# Do you get used to being screamed at?



## tranquillo (May 26, 2012)

I don't work in back of house yet, only front of house. Today I came late after the break time and it was a busy service, I also didn't put my apron on, the person in charge (rightly) told me off. I deserved it, and I suppose at the end of the day, everybody makes mistakes but I'm quite new at this so it was kind of a shock to the system. My friend who now works as a doctor once encouraged me to get into medicine. I told him that I am so squeamish over anatomy, I don't think I could ever do it. His reply: you get used to it, the first few cadavers are gross, scary, freaky, etc, but after a while you become desensitised. Is that the case also in the kitchen?


----------



## cookers (Jun 11, 2011)

There will always be in someone in charge of you no matter who you are, and what your job is. However some people take it further than others. My head chef told me a title means nothing to him and that he doesn't scream at people because they'll continue to just disobey him. He said the best way to get what you want out of someone is to respect them. Everyone should be called out on their mistakes, and everyone should be screamed at. It teaches you things you don't realize about yourself until you look back. Like how much stress you can tolerate or how to be responsible for your own actions. If a person wants to be a bully though, the hell with them. Stick around, try to do things right and see what happens. If he's a bully power tripping, go to a new kitchen or find a new job field. Just remember that no matter where you go though, there will be someone with authority over you screaming.

» DATA EXTRACTS
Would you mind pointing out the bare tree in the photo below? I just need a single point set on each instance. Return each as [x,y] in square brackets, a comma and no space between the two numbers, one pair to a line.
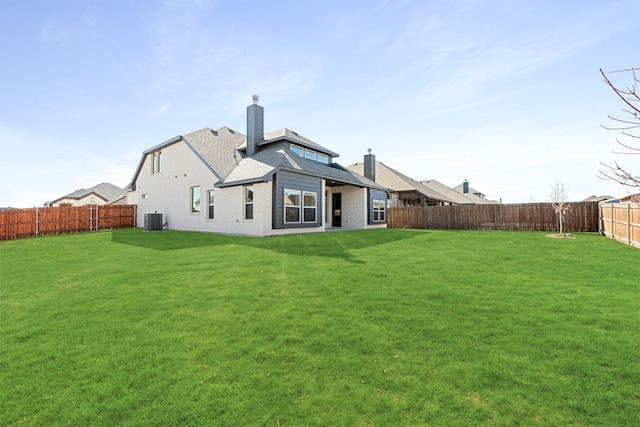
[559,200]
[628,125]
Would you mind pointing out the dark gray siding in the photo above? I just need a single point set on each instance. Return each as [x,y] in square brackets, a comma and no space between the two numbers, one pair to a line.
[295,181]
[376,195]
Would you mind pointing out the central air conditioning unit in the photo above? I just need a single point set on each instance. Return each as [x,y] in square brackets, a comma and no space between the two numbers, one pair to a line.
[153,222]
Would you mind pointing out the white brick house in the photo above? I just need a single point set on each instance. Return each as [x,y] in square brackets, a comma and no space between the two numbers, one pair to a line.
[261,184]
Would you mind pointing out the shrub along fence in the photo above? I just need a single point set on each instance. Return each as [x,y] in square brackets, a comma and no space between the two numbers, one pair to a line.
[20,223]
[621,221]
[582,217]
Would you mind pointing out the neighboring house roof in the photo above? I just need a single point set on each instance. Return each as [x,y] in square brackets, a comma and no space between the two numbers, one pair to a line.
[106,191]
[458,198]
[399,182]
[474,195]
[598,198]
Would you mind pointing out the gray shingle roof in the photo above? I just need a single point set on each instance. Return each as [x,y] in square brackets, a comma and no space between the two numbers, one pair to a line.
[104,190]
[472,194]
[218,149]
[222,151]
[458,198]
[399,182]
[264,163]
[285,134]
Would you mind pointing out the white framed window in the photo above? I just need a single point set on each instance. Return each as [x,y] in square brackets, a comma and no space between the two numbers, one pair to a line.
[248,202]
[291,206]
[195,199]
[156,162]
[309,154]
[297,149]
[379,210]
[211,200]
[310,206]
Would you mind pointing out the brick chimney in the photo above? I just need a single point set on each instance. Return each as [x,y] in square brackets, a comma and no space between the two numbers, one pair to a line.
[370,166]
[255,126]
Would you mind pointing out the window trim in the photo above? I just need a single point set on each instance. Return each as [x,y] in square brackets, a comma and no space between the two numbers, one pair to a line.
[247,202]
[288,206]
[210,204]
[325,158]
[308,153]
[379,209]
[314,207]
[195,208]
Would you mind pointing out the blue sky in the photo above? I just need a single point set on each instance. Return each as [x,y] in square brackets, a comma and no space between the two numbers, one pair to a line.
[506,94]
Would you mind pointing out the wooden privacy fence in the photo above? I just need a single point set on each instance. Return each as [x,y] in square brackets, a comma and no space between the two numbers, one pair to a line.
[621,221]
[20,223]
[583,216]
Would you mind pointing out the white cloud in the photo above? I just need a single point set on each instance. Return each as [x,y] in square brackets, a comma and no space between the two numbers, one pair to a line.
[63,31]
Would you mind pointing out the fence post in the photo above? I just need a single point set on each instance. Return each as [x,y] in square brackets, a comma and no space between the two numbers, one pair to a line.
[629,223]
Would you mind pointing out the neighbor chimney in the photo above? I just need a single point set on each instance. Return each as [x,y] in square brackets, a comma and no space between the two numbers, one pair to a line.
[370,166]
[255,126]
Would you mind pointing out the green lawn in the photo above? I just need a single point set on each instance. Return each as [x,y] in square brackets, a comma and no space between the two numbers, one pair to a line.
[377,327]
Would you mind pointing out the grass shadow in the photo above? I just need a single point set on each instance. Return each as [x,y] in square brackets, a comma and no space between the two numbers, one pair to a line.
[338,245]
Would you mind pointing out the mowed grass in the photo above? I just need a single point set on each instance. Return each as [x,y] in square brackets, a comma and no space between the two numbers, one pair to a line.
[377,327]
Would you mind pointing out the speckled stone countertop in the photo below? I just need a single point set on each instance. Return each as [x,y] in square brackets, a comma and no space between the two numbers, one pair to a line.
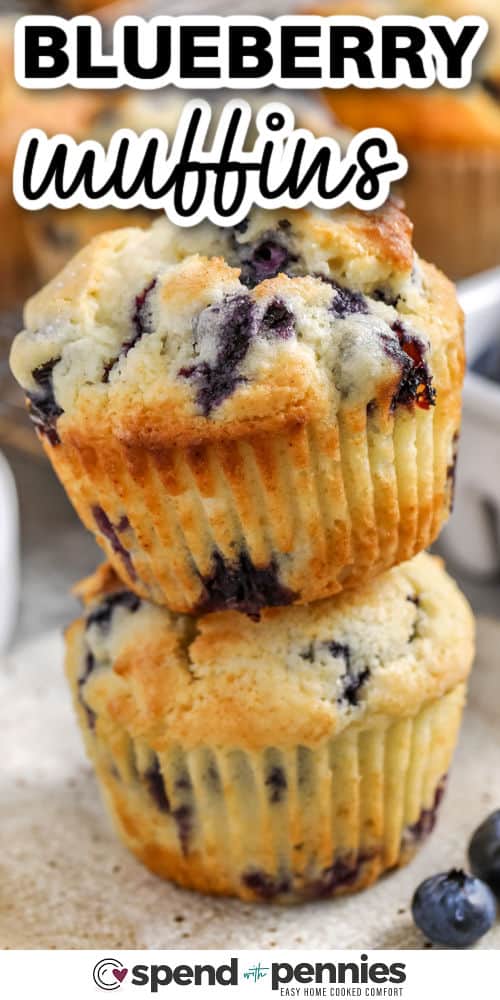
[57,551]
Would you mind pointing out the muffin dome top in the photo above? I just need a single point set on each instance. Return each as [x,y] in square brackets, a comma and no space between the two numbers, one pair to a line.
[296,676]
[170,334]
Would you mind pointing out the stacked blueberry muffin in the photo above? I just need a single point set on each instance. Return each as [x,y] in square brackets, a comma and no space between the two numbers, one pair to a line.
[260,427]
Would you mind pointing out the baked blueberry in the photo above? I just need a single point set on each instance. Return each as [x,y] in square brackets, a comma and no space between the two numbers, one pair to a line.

» APPLY WHAT YOU READ
A – In the thread about being screamed at in kitchens, what did the head chef say is the best way to get what you want out of someone?
B – Extend the thread about being screamed at in kitchens by writing the next reply after its last post.

» ANSWERS BY ITEM
A – To respect them.

B –
----------



## chefedb (Apr 3, 2010)

Then they should not be in charge.  Your chef is a smart man


----------



## tranquillo (May 26, 2012)

See it wasn't the chef, it was the maitre d who went off at me... and she's been very nice to me and even lenient to my mistakes. I want to enter the back of house world next semester (I'm in a training restaurant, and I know that it hardly does represent the real world, but it does simulate us into the real world) and there seems to be a lot of screaming amongst chefs, thanks for the feedback though. The screaming must be overrated. Where I am we aren't even allowed to swear! 

I studied music before I studied hospitality. There were people with huge inflated egos in the music world and on top of this, there were snobs (pianists who refused to play on upright pianos or digital pianos, people who didn't want to perform in any place except for a concert hall or a church with good acoustics, etc). There was no screaming, but passive bullying did exist... I know that there is an authority and a person over you in every place and field you work... but it seems a little bit more militarian in the food and beverage world. So I have noticed that there is screaming and telling off. In music, it was discreet, somebody makes a mistake - it's either too obvious to point out (the person already would know), or a person would consult the person making the mistake privately (often between a student and teacher). I've never been screamed at in that world. Having said, that I can tolerate the food and beverage world, but the screaming is still a bit new to me.


----------



## cookers (Jun 11, 2011)

Tranquillo said:


> I know that there is an authority and a person over you in every place and field you work... but it seems a little bit more militarian in the food and beverage world.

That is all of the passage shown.